▶ **Data provided**:

** Start **

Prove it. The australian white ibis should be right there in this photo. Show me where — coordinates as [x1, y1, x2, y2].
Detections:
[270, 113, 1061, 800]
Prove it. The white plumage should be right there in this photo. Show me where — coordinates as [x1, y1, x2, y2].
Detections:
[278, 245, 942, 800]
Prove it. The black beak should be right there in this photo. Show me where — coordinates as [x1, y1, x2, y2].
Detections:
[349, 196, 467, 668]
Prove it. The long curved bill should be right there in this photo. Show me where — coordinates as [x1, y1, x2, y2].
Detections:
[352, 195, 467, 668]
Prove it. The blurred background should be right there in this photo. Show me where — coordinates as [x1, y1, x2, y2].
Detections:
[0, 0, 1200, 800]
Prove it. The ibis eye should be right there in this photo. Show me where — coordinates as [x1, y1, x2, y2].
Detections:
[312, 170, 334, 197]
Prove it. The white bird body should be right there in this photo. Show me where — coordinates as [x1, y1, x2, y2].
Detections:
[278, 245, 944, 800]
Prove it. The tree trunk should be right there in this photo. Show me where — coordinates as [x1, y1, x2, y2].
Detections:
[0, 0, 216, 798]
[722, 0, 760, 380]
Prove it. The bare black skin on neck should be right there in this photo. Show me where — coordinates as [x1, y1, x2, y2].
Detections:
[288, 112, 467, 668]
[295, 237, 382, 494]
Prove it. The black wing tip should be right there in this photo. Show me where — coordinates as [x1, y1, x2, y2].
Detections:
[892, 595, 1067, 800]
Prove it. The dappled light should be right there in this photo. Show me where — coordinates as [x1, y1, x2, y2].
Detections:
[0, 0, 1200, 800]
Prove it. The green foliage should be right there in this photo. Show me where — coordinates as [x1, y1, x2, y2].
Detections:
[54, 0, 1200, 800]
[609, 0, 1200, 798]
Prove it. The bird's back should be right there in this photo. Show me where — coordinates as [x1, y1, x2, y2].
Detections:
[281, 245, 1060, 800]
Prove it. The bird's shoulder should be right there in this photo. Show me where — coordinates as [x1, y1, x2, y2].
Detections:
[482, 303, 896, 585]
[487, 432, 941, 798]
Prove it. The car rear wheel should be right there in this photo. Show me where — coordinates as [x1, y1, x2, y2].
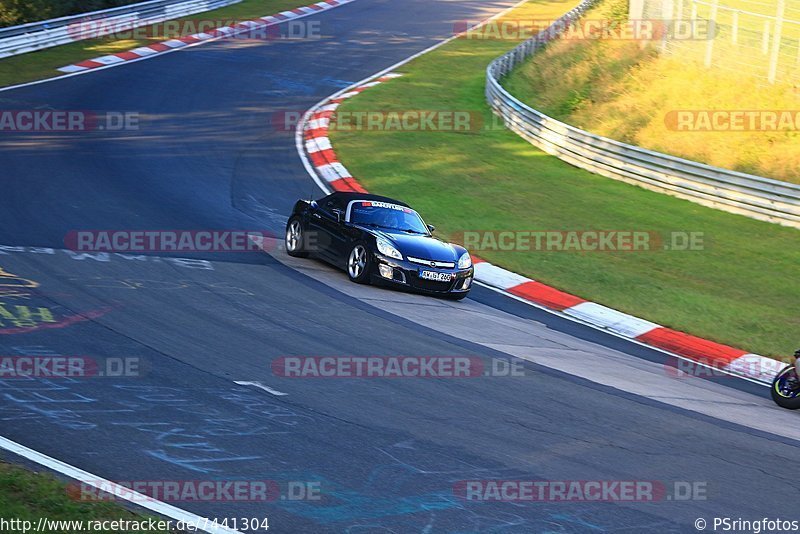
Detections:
[347, 243, 371, 284]
[286, 217, 308, 258]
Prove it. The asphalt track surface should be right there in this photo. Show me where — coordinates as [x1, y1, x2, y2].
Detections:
[0, 0, 798, 532]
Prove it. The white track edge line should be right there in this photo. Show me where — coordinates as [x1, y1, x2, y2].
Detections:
[0, 436, 239, 534]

** End **

▶ **Objective**: Count the lines in the entries above that contain the word "black", treating uppercase and lowercase letters as different. Give only the number.

▶ **Task output**: 3